**Aufgabe A**
Fassen Sie im Textauszug über Außenverteidiger den Absatz, der mit „Sascha Kirschstein hat den Ball“ beginnt, kürzer zusammen. Die wesentlichen Fakten müssen erhalten bleiben.
**Aufgabe B**
Schreiben Sie aus dem Textauszug über Außenverteidiger einen Abschnitt wortgetreu ab. Beginnen Sie bei den Worten „Rechtsfuß auf links: Philipp“ und hören Sie nach den Worten „stellt die Weichen.“ auf.

**Textauszug**
AUSSENVERTEIDIGER

Revolution von Außen

Die meisten Ballkontakte im Spiel haben inzwischen häufig die Außenverteidiger. Sie eröffnen das Spiel und gehen bis zum gegnerischen Strafraum. RUND erzählt die Geschichte einer lange Zeit unterschätzten Position. Von Roger Repplinger

 

Philipp Lahm

 

Rechtsfuß auf links: Philipp
Lahm vom FC Bayern Foto Hochzwei

Sascha Kirschstein hat den Ball in der Hand. Schaut sich um. „Wohin damit?“, fragt sich der Torwart des Hamburger Sport-Vereins. Der Gegner, Hannover 96, presst. Die Stürmer Vahid Hashemian und Jirí Stajner warten nur darauf, dass einer der Innenverteidiger des HSV den Ball bekommt. Dann können sie auf die Abwehrspieler losgehen, sie unter Druck setzen. Hashemian steht dicht bei Joris Mathijsen, Stajner beobachtet Vincent Kompany. Sie lauern. „Nun braucht der Torhüter ein Angebot“, nennt Klaus Augenthaler, der Trainer des VfL Wolfsburg, diese zentrale Situation des modernen Fußballs. Was Kirschstein macht, entscheidet über den folgenden Angriff. Der Spielaufbau fängt bei ihm an, er stellt die Weichen.

**Gegebene Daten**
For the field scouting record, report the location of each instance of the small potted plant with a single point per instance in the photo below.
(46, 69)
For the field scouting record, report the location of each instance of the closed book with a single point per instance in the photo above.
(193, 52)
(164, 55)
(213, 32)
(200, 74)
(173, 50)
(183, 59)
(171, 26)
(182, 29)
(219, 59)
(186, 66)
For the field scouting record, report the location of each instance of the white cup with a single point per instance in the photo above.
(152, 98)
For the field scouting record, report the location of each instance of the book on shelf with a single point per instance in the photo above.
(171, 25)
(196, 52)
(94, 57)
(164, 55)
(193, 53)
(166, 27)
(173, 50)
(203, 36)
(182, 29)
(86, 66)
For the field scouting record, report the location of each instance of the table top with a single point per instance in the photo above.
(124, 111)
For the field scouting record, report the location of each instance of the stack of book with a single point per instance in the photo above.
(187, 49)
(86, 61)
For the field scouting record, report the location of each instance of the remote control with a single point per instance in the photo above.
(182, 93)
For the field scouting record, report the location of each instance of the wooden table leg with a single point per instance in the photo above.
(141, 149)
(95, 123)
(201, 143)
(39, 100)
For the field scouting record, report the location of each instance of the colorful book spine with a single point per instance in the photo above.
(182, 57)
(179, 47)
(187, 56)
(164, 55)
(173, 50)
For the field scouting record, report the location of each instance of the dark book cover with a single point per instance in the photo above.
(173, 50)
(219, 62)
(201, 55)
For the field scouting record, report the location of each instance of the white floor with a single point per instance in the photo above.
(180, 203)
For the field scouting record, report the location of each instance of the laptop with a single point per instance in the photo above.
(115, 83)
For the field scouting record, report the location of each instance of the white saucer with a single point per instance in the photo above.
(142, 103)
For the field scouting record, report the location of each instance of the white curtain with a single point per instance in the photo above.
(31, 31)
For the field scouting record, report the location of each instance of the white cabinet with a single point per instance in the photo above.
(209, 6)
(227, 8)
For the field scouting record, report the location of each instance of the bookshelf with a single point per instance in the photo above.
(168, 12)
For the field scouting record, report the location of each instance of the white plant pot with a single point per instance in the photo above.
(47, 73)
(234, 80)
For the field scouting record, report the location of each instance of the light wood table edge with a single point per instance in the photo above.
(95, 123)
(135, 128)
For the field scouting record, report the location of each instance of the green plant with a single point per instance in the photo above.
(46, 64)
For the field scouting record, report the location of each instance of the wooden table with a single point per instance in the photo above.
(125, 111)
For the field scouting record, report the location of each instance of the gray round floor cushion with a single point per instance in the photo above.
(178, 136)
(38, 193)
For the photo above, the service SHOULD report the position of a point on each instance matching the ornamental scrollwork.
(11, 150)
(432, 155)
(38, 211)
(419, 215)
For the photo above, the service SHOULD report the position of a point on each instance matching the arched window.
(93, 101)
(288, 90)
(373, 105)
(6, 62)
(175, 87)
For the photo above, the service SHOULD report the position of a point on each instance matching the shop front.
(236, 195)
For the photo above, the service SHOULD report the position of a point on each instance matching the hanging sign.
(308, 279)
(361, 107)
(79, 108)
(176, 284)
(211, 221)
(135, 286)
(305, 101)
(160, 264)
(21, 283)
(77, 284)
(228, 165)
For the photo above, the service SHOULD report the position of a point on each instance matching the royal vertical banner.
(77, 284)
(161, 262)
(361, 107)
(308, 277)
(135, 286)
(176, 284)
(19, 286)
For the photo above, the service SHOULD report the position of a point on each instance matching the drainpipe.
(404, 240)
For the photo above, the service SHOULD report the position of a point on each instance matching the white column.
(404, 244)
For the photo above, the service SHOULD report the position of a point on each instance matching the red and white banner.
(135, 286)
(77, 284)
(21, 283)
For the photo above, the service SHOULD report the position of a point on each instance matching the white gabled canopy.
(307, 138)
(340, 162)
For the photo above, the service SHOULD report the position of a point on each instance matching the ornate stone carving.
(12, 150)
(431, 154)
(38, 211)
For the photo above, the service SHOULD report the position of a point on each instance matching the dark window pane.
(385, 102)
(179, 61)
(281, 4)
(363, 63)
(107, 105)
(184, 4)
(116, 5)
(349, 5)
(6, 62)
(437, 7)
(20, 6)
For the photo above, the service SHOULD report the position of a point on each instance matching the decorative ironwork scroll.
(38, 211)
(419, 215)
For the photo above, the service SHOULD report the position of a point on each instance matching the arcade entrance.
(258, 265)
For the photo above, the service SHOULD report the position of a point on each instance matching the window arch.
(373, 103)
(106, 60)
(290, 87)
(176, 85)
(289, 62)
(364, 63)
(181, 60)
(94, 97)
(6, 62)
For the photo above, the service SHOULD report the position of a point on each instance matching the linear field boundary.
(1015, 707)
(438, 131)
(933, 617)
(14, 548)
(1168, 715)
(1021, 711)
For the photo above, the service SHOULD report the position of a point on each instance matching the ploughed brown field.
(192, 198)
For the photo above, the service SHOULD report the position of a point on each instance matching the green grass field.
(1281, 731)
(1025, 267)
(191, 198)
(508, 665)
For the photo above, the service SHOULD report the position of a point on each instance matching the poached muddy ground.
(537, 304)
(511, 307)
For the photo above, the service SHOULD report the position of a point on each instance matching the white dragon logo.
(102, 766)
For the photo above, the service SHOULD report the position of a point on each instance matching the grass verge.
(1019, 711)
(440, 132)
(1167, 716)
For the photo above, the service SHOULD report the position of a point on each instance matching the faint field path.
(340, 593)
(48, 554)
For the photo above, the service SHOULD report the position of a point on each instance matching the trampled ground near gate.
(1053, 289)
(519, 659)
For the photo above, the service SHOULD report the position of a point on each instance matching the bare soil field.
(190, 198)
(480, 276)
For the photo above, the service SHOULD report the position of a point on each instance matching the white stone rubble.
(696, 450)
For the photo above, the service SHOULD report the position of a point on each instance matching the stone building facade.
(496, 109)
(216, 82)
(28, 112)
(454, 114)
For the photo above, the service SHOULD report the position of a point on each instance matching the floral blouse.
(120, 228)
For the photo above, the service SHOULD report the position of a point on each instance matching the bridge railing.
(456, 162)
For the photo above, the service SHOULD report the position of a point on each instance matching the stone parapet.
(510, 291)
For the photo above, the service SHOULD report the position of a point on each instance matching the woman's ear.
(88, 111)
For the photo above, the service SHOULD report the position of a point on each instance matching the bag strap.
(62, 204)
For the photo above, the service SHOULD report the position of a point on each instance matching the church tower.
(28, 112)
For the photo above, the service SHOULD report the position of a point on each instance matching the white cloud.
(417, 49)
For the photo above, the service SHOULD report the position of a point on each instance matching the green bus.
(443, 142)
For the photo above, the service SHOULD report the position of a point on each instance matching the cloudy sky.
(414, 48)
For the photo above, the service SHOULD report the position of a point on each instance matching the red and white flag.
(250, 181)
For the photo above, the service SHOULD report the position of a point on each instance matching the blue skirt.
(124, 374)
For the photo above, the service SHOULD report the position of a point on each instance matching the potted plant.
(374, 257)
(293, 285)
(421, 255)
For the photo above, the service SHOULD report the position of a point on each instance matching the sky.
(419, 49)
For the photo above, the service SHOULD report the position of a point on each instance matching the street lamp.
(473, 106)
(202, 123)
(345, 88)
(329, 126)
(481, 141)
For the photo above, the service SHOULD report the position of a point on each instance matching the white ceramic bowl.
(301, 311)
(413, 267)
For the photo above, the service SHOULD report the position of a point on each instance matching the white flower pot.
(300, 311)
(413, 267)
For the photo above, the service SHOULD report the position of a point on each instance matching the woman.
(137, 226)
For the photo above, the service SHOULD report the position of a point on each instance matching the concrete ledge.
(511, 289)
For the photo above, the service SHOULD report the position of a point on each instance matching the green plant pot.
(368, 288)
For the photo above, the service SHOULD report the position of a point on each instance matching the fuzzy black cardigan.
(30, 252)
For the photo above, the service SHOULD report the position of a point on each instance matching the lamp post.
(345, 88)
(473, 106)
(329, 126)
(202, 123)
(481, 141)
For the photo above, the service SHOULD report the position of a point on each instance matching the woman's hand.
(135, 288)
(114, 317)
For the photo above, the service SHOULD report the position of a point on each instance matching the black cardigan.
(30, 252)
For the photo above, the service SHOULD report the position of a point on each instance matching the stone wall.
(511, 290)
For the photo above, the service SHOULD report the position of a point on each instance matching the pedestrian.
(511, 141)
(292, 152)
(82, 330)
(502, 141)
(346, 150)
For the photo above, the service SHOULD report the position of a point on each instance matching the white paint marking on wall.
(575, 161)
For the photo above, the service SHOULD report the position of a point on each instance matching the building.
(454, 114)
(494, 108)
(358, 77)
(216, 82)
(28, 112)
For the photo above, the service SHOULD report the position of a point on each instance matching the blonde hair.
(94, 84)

**Musterlösung A**
Sascha Kirschstein, Torwart des Hamburger Sport-Vereins, hat den Ball in der Hand und sucht eine Anspielstation. Hannover 96 presst. Die Stürmer Vahid Hashemian und Jirí Stajner lauern bei den HSV-Innenverteidigern: Hashemian steht dicht bei Joris Mathijsen, Stajner beobachtet Vincent Kompany. Sie wollen Druck machen, sobald einer der beiden den Ball bekommt. Klaus Augenthaler, Trainer des VfL Wolfsburg, bezeichnet dies als zentrale Situation des modernen Fußballs, in der der Torhüter ein Angebot braucht. Bei Kirschstein beginnt der Spielaufbau, und seine Entscheidung bestimmt den folgenden Angriff.

**Musterlösung B**
Rechtsfuß auf links: Philipp
Lahm vom FC Bayern Foto Hochzwei

Sascha Kirschstein hat den Ball in der Hand. Schaut sich um. „Wohin damit?“, fragt sich der Torwart des Hamburger Sport-Vereins. Der Gegner, Hannover 96, presst. Die Stürmer Vahid Hashemian und Jirí Stajner warten nur darauf, dass einer der Innenverteidiger des HSV den Ball bekommt. Dann können sie auf die Abwehrspieler losgehen, sie unter Druck setzen. Hashemian steht dicht bei Joris Mathijsen, Stajner beobachtet Vincent Kompany. Sie lauern. „Nun braucht der Torhüter ein Angebot“, nennt Klaus Augenthaler, der Trainer des VfL Wolfsburg, diese zentrale Situation des modernen Fußballs. Was Kirschstein macht, entscheidet über den folgenden Angriff. Der Spielaufbau fängt bei ihm an, er stellt die Weichen.